— TASK BRIEF —
Using the entries that follow, collect the lines where the word "wheel" appears.
╭─ GIVEN ENTRIES
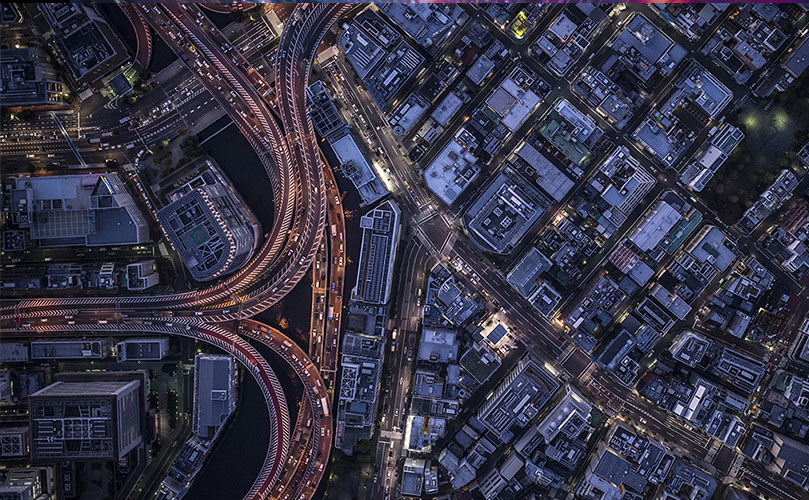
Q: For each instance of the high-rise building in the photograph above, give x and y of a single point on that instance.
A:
(85, 420)
(518, 399)
(87, 209)
(214, 393)
(209, 228)
(142, 275)
(27, 78)
(14, 442)
(147, 349)
(71, 349)
(87, 43)
(25, 483)
(380, 237)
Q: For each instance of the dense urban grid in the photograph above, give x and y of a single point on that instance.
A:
(462, 251)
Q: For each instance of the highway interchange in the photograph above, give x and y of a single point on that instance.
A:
(274, 120)
(293, 163)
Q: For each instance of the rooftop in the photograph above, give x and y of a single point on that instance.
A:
(504, 212)
(452, 170)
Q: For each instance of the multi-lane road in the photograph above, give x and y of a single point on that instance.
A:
(284, 140)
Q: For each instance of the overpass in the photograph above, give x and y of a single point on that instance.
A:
(291, 160)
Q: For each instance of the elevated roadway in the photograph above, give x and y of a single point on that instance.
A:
(286, 146)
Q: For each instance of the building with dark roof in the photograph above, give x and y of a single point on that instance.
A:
(85, 420)
(791, 459)
(380, 239)
(87, 209)
(361, 370)
(27, 78)
(214, 393)
(798, 59)
(89, 46)
(504, 212)
(145, 349)
(211, 228)
(518, 398)
(325, 116)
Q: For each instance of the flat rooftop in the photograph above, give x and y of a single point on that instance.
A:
(452, 170)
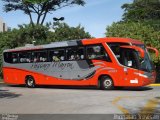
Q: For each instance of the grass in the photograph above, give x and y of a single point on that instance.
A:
(1, 80)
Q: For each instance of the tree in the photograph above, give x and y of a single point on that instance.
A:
(135, 30)
(39, 7)
(41, 34)
(142, 10)
(62, 31)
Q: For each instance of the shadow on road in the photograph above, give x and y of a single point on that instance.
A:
(7, 94)
(147, 88)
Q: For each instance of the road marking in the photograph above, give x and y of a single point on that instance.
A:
(149, 107)
(121, 108)
(154, 85)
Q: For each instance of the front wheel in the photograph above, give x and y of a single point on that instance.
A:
(106, 83)
(30, 82)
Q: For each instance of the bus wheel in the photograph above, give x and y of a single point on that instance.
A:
(106, 83)
(30, 82)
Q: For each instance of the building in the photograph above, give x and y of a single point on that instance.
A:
(3, 25)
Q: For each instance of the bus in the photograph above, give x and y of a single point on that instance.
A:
(103, 62)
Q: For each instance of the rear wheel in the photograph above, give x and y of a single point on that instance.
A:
(106, 83)
(30, 82)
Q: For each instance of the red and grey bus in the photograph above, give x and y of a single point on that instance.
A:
(102, 62)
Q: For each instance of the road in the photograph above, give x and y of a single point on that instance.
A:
(78, 100)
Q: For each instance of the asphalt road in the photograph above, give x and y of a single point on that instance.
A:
(78, 100)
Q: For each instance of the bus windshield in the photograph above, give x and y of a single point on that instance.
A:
(131, 58)
(146, 64)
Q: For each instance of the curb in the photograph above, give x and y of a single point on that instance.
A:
(154, 85)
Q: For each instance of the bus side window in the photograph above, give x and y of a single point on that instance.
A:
(14, 58)
(57, 55)
(10, 57)
(75, 53)
(40, 56)
(24, 57)
(97, 52)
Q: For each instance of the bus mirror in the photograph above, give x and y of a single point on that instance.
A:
(140, 50)
(129, 63)
(153, 49)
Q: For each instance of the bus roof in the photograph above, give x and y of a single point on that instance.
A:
(76, 43)
(112, 39)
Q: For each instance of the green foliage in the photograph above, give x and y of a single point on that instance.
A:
(62, 31)
(39, 7)
(142, 10)
(26, 34)
(135, 30)
(141, 21)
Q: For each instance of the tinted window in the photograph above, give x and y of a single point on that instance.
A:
(115, 47)
(97, 52)
(57, 55)
(11, 57)
(75, 53)
(40, 56)
(25, 57)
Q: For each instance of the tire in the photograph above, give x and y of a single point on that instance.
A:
(30, 82)
(106, 83)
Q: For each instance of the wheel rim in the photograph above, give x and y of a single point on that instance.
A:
(107, 83)
(30, 82)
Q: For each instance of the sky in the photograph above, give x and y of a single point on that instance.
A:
(95, 16)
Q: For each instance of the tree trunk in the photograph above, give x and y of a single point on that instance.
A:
(30, 16)
(38, 18)
(43, 18)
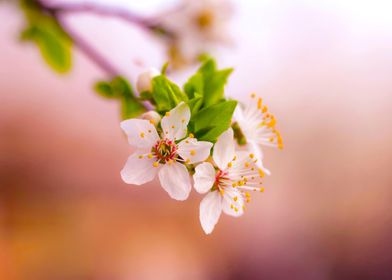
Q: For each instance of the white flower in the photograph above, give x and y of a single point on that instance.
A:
(197, 26)
(144, 80)
(228, 184)
(162, 155)
(152, 116)
(258, 127)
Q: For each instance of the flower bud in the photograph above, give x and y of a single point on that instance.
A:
(144, 80)
(152, 116)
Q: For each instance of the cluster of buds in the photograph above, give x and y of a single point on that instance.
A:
(226, 169)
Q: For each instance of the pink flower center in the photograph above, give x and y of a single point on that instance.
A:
(164, 150)
(218, 179)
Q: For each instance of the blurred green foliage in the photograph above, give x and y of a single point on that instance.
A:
(44, 30)
(120, 89)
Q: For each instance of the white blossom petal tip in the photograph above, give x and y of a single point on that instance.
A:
(210, 211)
(175, 180)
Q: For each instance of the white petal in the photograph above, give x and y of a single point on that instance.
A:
(233, 202)
(224, 149)
(210, 210)
(255, 149)
(141, 133)
(238, 113)
(174, 178)
(194, 151)
(174, 124)
(138, 171)
(204, 177)
(152, 116)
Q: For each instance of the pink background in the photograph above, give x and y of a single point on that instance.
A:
(323, 67)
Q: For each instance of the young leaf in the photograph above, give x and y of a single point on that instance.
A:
(166, 94)
(119, 88)
(43, 30)
(210, 122)
(209, 82)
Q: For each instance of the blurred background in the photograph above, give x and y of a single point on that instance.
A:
(323, 67)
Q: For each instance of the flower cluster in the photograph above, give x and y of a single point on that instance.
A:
(191, 139)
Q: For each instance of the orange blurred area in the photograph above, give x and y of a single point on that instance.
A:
(324, 69)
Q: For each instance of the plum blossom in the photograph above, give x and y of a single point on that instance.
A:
(197, 26)
(162, 155)
(258, 126)
(228, 183)
(144, 80)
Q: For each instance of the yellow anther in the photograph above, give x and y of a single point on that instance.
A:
(259, 103)
(272, 123)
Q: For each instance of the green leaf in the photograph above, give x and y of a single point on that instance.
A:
(210, 122)
(209, 82)
(166, 94)
(119, 88)
(43, 29)
(195, 103)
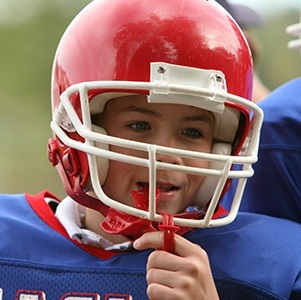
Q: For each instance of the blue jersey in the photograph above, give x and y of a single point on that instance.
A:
(255, 257)
(275, 189)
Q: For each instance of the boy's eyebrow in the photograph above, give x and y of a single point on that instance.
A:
(142, 110)
(204, 116)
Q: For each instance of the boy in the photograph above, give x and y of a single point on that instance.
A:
(150, 110)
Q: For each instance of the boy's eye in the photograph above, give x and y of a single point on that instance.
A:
(140, 126)
(191, 132)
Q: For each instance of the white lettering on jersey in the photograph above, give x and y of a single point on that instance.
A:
(118, 297)
(30, 295)
(80, 296)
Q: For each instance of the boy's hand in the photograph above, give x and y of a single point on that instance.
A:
(186, 274)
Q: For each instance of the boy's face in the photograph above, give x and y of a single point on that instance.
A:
(170, 125)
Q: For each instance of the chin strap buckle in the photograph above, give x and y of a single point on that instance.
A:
(169, 230)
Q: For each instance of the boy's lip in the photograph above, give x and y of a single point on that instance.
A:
(164, 187)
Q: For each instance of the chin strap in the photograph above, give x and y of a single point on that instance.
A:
(117, 222)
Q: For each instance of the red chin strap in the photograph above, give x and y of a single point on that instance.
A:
(117, 222)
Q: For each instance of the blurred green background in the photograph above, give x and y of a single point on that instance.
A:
(29, 33)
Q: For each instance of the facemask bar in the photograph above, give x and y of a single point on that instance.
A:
(214, 95)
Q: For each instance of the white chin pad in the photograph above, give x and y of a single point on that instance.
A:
(102, 163)
(209, 184)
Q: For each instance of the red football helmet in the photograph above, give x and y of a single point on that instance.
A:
(188, 52)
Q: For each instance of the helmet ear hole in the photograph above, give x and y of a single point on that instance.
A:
(102, 163)
(209, 184)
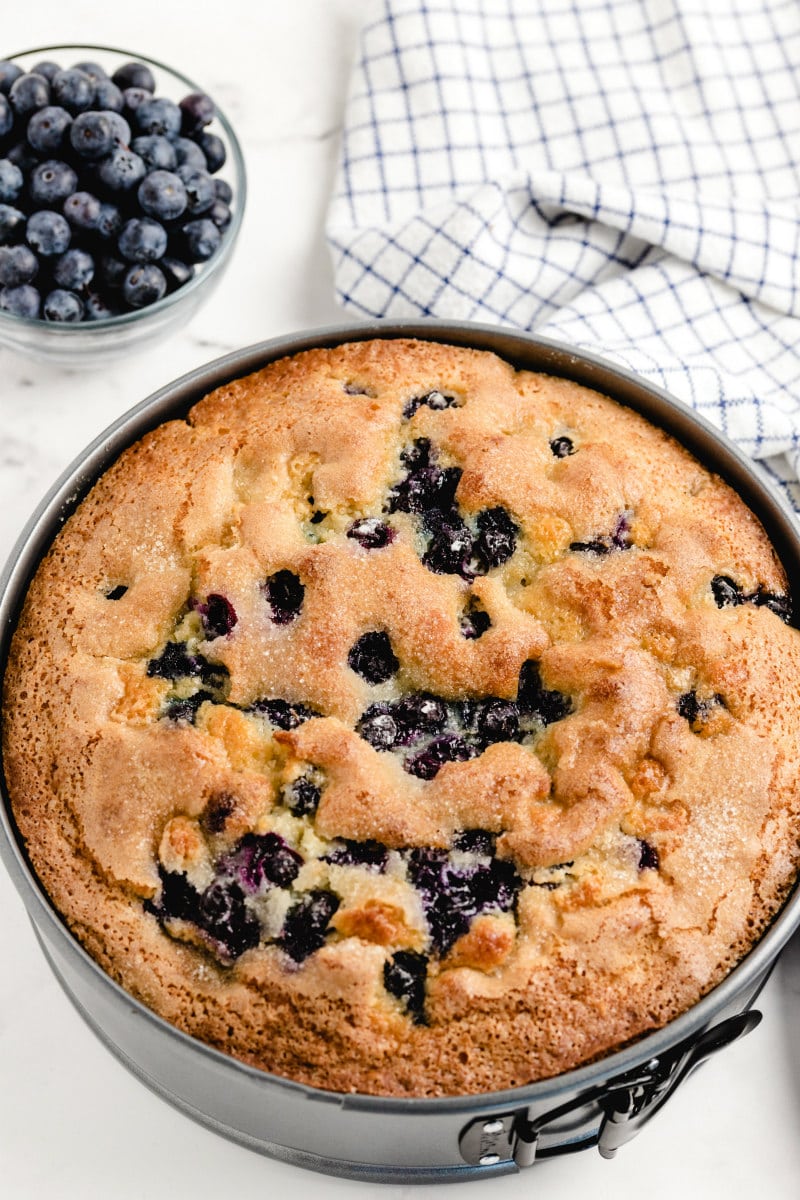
╰─
— WRITTEN REPLY —
Q: For each instance of the front wheel in the photograph above, give x and y of a single point on that instance.
Q: For each instance of the bus wheel in the photograph above, give x and y of a single point on that instance.
Q: For each instance of the rear wheel in the photograph above, give x and y of a single point on that instance.
Q: For each instance of the wheel rim in the photograph above, give x and y of a single point on that instance.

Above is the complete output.